### PASSAGE SHOWN
※

Quite obviously , the first is the correct method as per my judgement . Why ? Because the energy equation has a term missing !!!
Find out the self inductance of the following system :
A uniformly distributed current 'I' flows through a wire of radius 'a' and returns along the surface of the wire (assume that the surface has a very thin insulation). Also assume that the wire is long.
Method 1 : Using \Phi = LI
B.2\pi s = \frac{\mu _{o}.\pi s^{2}}{\pi a^{2}}
\Phi = \int B.da = \int_{0}^{a}{\frac{\mu _{o}s}{2\pi a^{2}}ds}\int dz
Forgot I in above expressions ... sorry :)
L_{per unit length} = \frac{\Phi}{I}=\frac{\mu _{o}}{4\pi}
Method 2 : Using U = \frac{1}{2}LI^{2} = \frac{1}{2\mu _{o}}\int B^{2}dV
This method gives the answer as
L_{per unit length} =\frac{\mu _{o}}{8\pi}
Which Is correct ?
-
UP 0 DOWN 0 0 8
8 Answers
In fact, the second method is the one that's correct. The magnetic field is only inside the wire and so the entire magnetic energy is inside it as well.
In the first method, you considered the flux passing through a plane passing along one of the radii, but its not clear why you should do that. The reason is that the flux linkage will be along many such planes as you have taken. Imagining rotating the plane you have taken about the edge coinciding with the axis of the wire.

※

### DIRECTIONS
1) Which lines in the entries below contain the string "platform"? Pull out each of those lines, treating uppercase and lowercase as different.
2) Can you carry the self-inductance thread forward from its last line?

※

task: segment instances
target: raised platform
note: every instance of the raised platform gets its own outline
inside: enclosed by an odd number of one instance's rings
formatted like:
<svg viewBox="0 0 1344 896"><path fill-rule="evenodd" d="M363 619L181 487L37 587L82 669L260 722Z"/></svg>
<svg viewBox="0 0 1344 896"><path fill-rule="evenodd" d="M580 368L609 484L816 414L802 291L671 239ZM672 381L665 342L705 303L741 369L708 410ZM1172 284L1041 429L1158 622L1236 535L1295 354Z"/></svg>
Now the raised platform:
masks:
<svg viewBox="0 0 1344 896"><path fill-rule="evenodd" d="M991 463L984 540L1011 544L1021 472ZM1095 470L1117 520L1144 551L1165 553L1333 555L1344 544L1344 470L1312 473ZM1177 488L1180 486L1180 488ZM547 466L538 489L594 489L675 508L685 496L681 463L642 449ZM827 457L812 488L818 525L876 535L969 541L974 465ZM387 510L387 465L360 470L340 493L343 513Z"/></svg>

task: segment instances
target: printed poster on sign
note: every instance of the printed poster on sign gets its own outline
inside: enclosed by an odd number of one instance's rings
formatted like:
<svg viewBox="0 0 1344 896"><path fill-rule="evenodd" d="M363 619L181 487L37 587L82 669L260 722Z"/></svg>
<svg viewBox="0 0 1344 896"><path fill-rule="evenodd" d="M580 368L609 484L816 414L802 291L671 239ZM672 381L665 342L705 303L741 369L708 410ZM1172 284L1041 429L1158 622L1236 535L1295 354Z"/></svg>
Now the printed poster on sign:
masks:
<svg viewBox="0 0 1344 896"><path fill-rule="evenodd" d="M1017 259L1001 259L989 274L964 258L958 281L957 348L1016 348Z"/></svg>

※

### TASK-BY-TASK OUTPUTS
1)
target: raised platform
note: every instance of the raised platform gets its own outline
Now the raised platform:

2)
I must have been barking mad in saying that the first one was correct . But sir , isn't there going to be some inductance due to the thickness of the wire ? I later thought that , that might be the reason .
And what does that mean Ricky? The thickness of wire ... ? (Of course, we are assuming the relative permeability to be 1.) Look at the definition of the self inductance. In this case, its quite difficult to count the flux linkage due to the magnetic field of the wire. No surface comes easily to mind which would take into account the entire flux linkage. That's why the energy method is better.
sir can you clarify a bit more about the planes ?
btw our sir, (harbola sir) said that first method is correct . His reason was that the second method, the energy required to form the system is not taken into account (i.e the fact that initially the system will take some time to set up which will create changing B and hence induce E whose energy we have not added) . initially, current propagates through the wire with speed of light. We have excluded this energy in our calculation so he said that if we include this also (he calculated ) then this energy also comes out to be same as B(mag). hence energy = twice of that
That ' s what I thought too ( in the first post of mine ) !! But Anant sir is absolutely correct as well ! I am confused seriously .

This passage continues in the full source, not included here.